WHAT THIS TASK INVOLVES: Locate every line in the records below that contains the string "cross" and copy each one out.

------ MATERIAL SHOWN ------

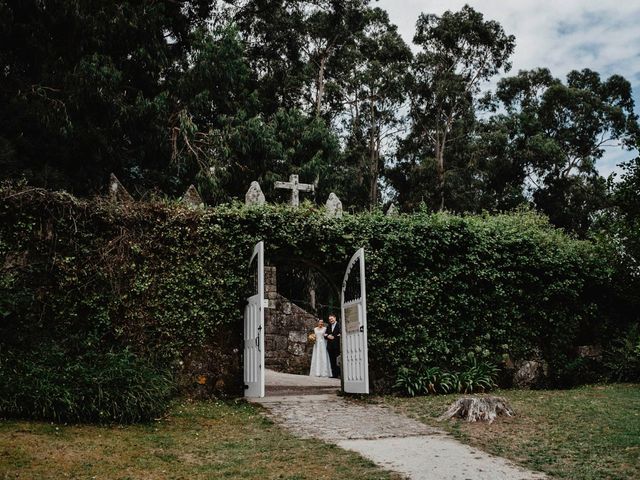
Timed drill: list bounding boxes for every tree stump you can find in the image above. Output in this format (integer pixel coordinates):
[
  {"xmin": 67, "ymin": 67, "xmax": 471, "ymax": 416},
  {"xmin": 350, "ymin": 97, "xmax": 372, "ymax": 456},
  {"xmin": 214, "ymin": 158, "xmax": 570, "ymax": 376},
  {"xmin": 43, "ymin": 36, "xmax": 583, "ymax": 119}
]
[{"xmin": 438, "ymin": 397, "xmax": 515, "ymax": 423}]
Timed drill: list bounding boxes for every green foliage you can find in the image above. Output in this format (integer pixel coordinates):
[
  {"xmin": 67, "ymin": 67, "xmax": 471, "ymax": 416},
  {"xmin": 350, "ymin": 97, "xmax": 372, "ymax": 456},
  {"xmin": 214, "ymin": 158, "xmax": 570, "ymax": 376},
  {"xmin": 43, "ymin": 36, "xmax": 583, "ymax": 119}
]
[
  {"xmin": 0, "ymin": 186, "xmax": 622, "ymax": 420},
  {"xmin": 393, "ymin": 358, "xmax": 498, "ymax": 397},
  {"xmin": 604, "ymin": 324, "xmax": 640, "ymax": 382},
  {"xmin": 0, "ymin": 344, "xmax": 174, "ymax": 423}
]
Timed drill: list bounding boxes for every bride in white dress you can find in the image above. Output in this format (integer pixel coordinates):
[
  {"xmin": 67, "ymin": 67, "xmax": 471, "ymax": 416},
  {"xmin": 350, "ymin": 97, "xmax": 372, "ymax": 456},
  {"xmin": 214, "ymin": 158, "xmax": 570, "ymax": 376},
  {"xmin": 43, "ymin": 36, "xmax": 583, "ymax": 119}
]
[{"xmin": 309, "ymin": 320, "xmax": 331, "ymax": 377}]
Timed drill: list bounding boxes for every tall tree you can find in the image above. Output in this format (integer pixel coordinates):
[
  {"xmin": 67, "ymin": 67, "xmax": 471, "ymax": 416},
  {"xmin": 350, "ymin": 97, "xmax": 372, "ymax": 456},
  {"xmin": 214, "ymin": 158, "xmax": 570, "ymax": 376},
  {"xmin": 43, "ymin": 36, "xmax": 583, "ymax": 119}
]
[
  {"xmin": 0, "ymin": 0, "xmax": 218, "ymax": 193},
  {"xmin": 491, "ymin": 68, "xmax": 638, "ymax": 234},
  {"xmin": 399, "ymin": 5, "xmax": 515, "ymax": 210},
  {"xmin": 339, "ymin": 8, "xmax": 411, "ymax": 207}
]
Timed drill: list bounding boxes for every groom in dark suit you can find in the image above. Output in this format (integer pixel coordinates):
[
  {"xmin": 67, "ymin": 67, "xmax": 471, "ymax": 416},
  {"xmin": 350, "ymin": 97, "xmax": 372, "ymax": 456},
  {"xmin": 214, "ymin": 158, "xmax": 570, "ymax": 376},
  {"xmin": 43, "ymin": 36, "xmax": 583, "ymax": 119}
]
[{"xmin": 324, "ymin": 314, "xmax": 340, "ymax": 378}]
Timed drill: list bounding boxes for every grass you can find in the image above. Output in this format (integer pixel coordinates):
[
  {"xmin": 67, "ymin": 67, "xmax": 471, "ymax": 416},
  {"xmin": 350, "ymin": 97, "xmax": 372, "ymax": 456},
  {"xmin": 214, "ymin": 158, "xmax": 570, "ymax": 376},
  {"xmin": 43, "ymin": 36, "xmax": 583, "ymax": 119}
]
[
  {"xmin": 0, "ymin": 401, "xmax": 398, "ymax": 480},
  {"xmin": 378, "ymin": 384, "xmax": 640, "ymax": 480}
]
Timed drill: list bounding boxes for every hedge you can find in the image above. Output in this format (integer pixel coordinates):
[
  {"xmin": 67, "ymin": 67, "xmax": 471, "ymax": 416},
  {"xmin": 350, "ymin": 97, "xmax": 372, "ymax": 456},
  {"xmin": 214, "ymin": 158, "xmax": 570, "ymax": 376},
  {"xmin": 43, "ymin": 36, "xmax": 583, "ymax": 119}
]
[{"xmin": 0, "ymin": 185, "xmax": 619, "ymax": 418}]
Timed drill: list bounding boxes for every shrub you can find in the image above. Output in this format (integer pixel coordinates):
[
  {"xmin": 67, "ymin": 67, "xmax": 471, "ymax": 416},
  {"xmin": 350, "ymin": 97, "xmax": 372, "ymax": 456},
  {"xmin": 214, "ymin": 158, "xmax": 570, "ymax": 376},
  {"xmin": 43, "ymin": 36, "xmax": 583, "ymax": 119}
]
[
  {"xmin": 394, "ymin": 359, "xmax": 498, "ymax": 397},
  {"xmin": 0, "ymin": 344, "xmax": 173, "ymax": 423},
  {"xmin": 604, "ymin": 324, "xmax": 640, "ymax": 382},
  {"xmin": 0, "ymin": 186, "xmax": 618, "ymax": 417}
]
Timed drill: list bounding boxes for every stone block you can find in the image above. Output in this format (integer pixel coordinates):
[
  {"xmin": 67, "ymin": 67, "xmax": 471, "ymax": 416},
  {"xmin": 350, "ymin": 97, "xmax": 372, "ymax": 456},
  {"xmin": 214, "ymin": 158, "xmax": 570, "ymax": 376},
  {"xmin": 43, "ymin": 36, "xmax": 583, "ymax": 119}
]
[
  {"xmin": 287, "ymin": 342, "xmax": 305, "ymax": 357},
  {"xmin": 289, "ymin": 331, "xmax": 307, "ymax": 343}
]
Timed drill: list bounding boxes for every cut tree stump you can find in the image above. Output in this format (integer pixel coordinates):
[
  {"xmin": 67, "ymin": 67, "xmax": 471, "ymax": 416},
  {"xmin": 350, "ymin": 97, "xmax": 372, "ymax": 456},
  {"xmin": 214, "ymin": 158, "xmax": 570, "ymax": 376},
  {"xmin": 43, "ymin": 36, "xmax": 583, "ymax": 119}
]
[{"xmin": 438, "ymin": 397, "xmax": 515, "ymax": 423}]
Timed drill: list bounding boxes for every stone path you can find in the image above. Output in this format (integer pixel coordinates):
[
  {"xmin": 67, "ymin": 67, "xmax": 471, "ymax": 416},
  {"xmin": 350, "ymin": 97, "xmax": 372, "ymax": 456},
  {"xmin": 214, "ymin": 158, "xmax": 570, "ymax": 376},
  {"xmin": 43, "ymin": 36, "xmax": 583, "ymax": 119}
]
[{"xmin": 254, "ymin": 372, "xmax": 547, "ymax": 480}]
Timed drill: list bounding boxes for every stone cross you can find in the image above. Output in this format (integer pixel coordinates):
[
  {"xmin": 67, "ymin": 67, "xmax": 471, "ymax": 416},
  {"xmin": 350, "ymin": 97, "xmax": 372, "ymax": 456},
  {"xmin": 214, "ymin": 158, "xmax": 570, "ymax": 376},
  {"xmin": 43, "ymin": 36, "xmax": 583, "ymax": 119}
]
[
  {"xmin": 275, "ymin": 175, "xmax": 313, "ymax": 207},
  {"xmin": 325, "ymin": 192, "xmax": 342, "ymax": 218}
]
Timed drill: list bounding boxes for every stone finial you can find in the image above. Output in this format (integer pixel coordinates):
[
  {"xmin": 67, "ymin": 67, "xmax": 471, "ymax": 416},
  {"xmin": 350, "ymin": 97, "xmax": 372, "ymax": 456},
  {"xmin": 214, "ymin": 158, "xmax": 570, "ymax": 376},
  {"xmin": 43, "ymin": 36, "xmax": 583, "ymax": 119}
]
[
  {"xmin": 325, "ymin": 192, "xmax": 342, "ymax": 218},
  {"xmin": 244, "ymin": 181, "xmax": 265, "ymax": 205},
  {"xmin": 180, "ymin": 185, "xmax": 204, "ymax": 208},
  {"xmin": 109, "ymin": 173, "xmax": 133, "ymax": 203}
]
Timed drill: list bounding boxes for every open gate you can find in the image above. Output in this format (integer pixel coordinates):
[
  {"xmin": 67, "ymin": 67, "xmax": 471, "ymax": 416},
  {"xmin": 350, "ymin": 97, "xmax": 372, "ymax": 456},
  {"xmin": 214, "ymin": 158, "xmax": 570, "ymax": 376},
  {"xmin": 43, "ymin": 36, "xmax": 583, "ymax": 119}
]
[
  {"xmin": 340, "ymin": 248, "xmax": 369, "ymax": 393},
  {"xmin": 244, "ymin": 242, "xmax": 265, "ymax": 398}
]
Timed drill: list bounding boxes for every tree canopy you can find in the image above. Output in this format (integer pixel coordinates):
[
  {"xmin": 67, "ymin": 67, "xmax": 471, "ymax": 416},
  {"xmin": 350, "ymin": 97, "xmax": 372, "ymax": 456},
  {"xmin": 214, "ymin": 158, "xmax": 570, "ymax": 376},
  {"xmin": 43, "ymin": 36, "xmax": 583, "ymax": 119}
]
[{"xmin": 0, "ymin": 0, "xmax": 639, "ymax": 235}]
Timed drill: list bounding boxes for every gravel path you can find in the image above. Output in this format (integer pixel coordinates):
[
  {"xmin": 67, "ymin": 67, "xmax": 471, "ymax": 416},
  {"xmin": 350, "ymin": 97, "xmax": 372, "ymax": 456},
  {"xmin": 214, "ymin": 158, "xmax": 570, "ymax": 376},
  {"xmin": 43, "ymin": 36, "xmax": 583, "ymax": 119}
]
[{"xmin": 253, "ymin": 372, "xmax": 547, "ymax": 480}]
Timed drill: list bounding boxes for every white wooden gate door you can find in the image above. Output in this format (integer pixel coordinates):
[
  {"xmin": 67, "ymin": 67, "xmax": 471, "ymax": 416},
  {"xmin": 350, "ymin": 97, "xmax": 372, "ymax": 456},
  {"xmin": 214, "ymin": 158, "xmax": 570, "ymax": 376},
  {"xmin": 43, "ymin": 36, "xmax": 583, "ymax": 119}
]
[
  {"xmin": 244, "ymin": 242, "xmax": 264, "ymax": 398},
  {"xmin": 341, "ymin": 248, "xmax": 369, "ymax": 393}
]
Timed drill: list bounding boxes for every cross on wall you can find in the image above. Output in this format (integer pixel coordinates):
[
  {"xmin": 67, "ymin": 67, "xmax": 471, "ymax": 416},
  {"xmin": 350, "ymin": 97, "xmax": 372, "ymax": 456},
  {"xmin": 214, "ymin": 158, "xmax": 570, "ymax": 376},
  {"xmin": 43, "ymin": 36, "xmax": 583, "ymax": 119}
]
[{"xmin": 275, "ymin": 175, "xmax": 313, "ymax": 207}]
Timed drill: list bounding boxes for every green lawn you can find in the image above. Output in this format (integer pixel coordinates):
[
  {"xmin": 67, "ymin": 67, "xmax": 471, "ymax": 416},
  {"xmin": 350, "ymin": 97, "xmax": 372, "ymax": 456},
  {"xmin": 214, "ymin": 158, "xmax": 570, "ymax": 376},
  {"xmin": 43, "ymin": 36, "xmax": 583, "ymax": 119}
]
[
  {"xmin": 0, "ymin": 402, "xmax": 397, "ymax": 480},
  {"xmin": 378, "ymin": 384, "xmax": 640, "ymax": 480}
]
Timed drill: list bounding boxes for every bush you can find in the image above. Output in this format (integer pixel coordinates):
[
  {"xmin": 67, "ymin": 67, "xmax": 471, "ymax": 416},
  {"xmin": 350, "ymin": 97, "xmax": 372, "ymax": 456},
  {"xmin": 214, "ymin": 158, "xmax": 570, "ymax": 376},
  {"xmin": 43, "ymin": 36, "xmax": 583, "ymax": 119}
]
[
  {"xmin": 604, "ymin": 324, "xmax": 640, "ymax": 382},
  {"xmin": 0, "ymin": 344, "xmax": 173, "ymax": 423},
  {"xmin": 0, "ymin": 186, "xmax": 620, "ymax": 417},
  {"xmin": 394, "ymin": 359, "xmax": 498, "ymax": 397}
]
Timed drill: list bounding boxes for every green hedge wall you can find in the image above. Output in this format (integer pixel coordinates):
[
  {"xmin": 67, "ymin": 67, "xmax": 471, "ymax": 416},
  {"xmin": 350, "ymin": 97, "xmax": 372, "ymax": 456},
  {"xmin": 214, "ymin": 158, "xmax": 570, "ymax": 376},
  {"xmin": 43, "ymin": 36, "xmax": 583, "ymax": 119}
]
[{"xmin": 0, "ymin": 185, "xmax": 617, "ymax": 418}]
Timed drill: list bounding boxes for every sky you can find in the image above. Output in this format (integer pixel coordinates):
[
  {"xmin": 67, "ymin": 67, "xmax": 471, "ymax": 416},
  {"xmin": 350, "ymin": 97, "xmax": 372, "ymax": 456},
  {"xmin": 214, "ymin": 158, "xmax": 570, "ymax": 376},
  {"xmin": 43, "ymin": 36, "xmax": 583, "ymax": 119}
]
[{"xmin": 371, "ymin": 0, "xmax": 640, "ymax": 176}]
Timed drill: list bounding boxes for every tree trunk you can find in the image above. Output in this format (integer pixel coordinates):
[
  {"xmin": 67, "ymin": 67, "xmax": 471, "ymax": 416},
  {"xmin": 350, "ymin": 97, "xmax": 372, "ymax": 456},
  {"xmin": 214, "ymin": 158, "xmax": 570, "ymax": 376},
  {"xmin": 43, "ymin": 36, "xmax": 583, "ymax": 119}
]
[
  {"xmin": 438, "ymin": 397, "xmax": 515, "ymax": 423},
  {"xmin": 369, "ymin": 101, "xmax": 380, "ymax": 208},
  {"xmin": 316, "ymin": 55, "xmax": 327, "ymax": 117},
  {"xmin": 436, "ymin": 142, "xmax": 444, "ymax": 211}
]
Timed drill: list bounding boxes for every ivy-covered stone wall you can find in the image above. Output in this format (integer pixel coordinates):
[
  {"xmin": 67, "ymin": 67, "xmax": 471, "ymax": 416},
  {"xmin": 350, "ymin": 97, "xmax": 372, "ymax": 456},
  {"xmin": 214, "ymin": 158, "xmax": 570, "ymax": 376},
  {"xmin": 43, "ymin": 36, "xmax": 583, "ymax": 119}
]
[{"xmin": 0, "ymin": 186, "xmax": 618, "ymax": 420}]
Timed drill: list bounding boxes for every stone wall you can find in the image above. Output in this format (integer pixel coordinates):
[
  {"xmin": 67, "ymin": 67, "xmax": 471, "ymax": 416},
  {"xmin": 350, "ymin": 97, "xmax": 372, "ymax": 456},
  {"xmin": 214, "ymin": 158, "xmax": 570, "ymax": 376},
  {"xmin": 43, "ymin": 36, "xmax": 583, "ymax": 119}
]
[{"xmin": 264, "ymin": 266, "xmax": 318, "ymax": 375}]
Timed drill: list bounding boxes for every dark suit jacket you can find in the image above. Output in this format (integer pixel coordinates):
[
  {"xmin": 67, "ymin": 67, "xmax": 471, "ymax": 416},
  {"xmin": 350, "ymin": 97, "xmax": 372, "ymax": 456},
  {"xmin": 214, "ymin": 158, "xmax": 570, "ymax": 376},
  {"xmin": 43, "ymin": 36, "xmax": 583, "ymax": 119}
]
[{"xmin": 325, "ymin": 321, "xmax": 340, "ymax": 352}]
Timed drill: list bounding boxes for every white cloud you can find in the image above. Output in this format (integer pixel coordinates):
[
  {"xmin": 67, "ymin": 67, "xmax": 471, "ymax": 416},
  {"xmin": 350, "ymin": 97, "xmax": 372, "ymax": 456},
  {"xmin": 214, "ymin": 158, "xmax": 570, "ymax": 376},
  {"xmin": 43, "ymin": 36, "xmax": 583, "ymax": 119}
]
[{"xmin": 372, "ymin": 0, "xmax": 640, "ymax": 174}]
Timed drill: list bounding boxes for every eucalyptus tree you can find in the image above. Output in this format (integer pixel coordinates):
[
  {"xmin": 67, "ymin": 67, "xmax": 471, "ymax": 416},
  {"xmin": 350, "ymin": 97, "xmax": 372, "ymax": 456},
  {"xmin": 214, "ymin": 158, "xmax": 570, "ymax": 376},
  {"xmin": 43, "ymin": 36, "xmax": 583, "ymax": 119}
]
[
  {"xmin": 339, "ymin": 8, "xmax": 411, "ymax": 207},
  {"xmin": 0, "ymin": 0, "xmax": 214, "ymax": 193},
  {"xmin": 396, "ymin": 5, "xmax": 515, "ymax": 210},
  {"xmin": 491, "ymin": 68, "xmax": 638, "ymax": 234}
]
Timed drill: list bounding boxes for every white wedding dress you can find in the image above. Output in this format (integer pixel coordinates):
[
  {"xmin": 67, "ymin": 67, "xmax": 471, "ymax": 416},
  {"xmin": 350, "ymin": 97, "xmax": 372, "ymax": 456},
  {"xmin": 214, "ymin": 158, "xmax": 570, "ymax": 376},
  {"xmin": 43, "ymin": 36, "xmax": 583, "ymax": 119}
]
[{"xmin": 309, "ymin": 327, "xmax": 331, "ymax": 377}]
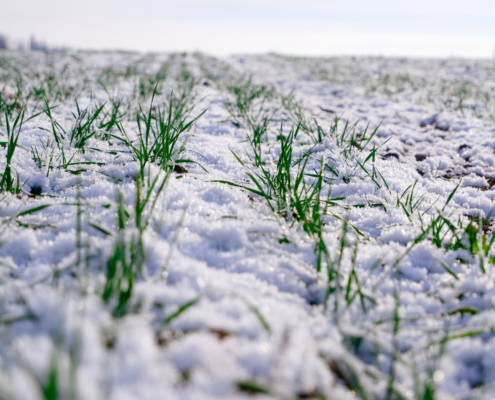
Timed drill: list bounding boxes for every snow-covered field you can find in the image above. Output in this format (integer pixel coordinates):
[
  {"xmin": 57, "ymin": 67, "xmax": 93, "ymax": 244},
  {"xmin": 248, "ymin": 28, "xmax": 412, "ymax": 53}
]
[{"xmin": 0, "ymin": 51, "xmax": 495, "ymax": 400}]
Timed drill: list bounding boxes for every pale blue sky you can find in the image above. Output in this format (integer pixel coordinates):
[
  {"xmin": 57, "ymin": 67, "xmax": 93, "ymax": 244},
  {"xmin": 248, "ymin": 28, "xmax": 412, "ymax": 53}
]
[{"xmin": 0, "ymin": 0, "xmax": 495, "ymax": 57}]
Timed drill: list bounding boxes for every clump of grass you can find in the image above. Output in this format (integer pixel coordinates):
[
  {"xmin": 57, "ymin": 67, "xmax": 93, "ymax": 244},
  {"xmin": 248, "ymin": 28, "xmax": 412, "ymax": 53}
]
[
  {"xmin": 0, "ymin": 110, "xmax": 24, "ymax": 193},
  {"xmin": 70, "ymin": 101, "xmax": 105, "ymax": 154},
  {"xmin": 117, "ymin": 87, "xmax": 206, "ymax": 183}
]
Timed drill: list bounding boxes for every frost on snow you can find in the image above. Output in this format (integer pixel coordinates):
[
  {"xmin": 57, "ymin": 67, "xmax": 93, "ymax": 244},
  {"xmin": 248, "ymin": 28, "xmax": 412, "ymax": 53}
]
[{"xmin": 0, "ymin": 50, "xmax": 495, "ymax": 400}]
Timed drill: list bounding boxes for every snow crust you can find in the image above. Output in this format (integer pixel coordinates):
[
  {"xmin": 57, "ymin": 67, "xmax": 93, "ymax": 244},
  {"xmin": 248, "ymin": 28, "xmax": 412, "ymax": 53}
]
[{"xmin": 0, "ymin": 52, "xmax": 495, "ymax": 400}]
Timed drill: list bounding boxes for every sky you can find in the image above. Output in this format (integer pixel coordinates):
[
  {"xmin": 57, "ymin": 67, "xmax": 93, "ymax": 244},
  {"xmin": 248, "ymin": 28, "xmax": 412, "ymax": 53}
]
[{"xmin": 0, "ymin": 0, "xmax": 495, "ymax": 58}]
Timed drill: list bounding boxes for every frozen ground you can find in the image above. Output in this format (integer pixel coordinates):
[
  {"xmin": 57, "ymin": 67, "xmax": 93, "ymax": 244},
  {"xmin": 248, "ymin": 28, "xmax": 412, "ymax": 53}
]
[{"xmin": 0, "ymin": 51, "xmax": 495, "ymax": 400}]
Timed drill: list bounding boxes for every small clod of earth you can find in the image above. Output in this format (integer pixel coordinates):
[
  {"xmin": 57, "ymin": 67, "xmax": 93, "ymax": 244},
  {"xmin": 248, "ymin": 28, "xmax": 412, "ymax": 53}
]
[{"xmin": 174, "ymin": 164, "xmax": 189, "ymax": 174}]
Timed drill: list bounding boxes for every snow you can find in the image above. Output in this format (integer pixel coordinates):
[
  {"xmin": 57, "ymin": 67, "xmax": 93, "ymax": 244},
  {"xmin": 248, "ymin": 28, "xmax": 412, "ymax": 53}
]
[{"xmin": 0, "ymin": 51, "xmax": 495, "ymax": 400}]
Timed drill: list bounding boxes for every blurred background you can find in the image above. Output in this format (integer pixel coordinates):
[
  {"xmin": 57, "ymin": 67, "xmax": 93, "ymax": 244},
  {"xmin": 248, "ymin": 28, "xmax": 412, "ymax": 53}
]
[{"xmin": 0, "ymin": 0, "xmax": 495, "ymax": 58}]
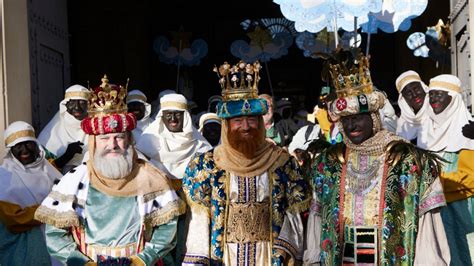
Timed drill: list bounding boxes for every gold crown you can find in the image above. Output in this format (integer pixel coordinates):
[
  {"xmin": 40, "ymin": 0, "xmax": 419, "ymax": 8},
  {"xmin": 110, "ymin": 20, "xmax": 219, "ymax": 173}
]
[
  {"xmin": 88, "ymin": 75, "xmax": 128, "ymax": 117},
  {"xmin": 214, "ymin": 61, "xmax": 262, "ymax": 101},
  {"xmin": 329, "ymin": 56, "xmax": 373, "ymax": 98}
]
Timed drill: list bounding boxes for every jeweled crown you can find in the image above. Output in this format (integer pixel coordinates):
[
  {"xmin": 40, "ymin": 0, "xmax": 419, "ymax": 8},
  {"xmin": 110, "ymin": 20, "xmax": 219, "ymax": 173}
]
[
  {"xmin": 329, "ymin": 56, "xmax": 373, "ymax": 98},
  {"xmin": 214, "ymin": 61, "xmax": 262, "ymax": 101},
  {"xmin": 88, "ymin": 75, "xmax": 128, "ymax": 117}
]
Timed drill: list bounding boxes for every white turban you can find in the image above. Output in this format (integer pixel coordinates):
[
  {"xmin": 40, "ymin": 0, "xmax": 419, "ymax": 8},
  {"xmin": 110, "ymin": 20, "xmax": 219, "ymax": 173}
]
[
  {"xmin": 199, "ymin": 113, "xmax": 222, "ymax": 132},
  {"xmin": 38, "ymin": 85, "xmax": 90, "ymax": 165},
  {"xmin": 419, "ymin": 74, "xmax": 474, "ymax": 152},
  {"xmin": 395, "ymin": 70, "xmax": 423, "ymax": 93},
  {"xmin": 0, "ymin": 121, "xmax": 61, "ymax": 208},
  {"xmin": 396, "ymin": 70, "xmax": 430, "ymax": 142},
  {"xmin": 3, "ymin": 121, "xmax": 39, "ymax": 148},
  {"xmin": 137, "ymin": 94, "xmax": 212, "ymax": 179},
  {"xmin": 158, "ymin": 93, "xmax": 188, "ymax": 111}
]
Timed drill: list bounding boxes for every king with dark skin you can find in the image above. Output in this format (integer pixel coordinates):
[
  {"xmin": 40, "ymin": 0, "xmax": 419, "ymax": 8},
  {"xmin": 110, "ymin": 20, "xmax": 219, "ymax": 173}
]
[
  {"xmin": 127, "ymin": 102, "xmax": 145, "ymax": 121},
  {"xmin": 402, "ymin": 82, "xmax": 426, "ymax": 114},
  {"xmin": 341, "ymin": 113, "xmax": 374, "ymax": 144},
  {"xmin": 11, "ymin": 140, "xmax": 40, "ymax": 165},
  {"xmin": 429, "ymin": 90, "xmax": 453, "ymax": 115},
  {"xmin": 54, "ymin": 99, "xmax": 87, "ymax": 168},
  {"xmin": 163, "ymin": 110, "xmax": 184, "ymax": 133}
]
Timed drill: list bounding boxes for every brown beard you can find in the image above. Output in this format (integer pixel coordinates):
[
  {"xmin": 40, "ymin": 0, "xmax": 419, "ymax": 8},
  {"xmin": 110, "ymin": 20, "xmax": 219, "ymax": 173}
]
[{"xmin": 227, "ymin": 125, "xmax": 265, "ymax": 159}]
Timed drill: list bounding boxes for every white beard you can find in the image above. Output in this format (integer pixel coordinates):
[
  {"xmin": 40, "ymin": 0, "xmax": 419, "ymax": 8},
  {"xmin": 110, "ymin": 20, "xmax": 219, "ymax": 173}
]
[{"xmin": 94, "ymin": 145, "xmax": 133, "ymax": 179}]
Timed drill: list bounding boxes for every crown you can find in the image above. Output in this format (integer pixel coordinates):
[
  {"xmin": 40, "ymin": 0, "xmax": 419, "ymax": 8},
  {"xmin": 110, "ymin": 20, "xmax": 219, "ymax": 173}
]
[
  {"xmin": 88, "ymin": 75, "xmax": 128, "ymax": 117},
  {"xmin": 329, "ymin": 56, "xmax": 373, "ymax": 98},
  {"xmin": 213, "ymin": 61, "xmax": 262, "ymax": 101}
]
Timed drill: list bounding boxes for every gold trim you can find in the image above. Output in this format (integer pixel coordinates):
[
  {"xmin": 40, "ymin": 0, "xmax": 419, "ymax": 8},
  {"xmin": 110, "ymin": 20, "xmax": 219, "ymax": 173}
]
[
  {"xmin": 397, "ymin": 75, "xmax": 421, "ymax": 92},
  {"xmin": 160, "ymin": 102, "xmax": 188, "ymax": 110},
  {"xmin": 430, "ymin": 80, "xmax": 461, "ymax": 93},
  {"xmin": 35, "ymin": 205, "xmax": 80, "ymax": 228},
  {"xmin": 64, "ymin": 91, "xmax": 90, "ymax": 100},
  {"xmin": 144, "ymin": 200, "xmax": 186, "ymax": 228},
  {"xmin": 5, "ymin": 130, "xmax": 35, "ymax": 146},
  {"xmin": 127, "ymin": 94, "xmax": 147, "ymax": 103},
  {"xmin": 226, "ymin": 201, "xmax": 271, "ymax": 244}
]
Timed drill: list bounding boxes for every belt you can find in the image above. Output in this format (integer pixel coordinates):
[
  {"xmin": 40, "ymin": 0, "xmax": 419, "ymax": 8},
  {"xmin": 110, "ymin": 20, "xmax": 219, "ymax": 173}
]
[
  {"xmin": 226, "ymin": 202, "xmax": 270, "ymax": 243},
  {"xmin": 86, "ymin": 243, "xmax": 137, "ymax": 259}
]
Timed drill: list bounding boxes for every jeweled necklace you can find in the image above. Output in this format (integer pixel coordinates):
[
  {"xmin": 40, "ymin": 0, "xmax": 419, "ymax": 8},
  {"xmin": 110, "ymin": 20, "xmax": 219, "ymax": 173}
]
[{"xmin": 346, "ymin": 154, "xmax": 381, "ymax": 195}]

------

FINAL RESULT:
Timed drill: list bounding boxes for every stone cross you can find in the image above. Output in this format (integer pixel coordinates):
Timed drill: list bounding boxes for every cross on wall you can find in the image above. Output in this format (integer pixel coordinates):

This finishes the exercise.